• [Exercise description] Put every line of the material below into a Markdown table with the columns Row and Line, numbering the rows and skipping blank lines. Leave the pictures out of the table.

• [Exercise material]
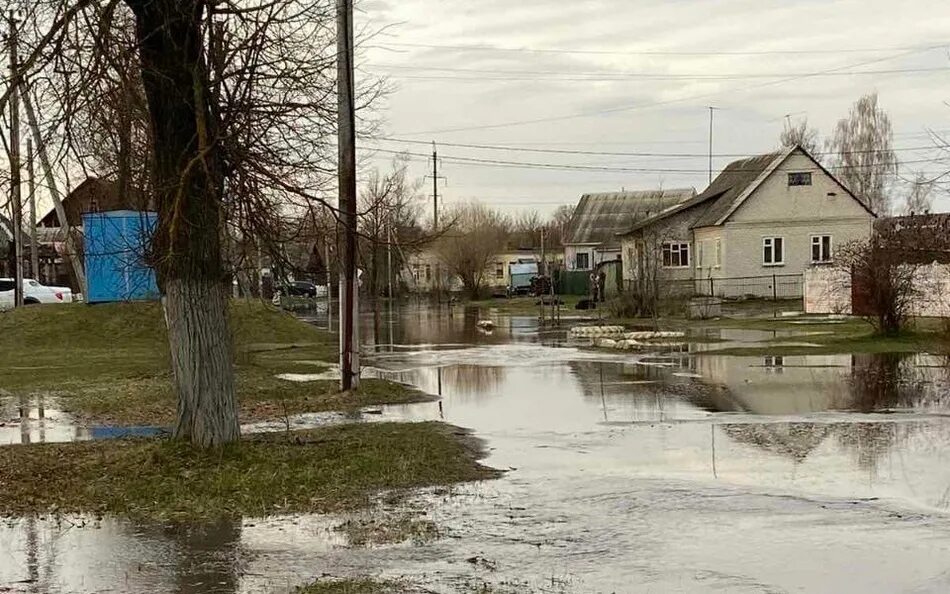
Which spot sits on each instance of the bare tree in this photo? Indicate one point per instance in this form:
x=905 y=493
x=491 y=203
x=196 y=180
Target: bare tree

• [Full solution]
| Row | Line |
|---|---|
| 1 | Which spot sits on each instance of the bare tree in this photo? Indicate one point per instance in this form: |
| 2 | x=905 y=493 |
| 3 | x=491 y=203 |
| 4 | x=196 y=180 |
| 5 | Target: bare tree |